◆ **Task directions**: Turn the paragraph beginning "Yeast infections can be treated effectively" in the text on yeast infections into a short bulleted list that keeps its main facts.

◆ **Text provided**:
*** Block opens ***
Based on your symptoms, you may have a yeast infection.
A sparse amount of yeast normally grows in the vagina and normally doesn't cause any problems. When too much yeast accumulates, you can have symptoms of a yeast infection. Changes in the acidity of the vaginal mucus or changes in the bacteria that normally grows within the vagina can make the vagina a more yeast-friendly environment, promoting the growth of yeast. These changes can be caused by antibiotic treatment. These changes may also result after exposure to semen or douches, or they may result from menstruation.
If yeast in the vagina multiply, this can create discharge, itching and irritation.
Yeast infections can be treated effectively with over-the-counter vaginal creams such as miconazole (Monistat), clotrimazole (Gyne-Lotrimin), or tioconazole (Monistat 1-Day). Most anti-yeast creams require at least several days to have their full effect. If an anti-yeast cream does not work, you should talk to your doctor about other treatments.
A one-time dose of oral anti-fungal medicine may be prescribed by your doctor as an alternative to vaginal cream treatment.
Some women have a lot of yeast infections, or have yeast infections that don't clear up easily with usual over-the-counter creams. When this is true, it is possible that a medical illness may be causing the infections.
*** Block closes ***
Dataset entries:
*** Block opens ***
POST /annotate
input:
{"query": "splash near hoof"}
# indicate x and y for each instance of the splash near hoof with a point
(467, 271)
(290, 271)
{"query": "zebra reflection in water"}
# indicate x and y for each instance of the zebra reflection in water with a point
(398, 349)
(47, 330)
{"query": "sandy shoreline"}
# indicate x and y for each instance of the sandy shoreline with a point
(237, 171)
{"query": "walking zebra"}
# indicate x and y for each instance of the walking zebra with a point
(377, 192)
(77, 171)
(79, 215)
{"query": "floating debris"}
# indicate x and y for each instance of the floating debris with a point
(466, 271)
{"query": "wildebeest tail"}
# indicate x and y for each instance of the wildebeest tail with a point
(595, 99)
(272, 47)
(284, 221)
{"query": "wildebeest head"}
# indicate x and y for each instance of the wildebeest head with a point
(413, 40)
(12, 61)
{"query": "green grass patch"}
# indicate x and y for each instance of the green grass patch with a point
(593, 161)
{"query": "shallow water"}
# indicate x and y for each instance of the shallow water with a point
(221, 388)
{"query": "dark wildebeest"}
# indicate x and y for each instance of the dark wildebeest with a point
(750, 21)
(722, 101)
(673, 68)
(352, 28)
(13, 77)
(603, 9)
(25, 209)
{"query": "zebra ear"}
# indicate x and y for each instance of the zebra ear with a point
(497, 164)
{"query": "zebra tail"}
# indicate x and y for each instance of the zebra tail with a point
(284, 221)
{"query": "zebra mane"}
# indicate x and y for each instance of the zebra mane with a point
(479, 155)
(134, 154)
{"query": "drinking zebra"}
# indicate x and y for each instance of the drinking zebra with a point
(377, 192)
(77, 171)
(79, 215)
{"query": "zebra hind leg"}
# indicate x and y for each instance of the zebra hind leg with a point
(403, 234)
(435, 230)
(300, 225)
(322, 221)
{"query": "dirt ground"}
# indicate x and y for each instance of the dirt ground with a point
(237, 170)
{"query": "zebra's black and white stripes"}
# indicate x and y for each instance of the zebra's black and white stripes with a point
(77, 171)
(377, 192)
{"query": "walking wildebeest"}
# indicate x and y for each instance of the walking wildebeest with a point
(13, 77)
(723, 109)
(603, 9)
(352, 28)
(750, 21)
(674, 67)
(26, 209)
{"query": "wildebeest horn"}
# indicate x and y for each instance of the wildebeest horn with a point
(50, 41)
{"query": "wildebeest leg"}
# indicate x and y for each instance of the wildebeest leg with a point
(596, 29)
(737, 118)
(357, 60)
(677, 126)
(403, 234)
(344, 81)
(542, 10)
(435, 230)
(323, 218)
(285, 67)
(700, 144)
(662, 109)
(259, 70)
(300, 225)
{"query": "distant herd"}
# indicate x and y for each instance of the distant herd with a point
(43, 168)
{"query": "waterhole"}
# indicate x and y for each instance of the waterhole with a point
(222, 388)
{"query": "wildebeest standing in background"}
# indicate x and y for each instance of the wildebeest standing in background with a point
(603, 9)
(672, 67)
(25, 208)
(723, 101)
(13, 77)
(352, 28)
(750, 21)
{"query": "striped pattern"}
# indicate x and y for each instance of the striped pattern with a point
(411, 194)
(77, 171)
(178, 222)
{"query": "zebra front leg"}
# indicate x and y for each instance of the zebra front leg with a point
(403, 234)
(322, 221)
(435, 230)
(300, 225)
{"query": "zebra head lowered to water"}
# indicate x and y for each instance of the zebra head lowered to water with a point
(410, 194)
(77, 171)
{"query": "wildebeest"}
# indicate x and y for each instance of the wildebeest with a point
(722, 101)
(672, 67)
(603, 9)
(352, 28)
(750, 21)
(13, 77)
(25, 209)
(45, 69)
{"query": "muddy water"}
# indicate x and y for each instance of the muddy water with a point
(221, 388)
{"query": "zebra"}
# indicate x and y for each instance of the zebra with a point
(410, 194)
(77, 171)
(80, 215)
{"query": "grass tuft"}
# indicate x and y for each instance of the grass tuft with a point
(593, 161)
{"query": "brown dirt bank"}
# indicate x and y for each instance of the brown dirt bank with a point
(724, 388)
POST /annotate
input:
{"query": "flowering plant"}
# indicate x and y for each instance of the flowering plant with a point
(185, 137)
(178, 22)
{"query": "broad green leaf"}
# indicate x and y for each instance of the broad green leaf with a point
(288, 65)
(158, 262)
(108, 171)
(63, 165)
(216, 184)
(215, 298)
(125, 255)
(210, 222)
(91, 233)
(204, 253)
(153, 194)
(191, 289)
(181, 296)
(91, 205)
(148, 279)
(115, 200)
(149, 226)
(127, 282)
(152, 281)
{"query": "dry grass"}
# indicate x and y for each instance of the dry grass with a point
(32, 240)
*** Block closes ***
◆ **Response box**:
- Over-the-counter vaginal creams treat yeast infections effectively. Examples are miconazole (Monistat), clotrimazole (Gyne-Lotrimin), and tioconazole (Monistat 1-Day).
- Most anti-yeast creams need at least several days to take full effect.
- If a cream does not work, talk to a doctor about other treatments.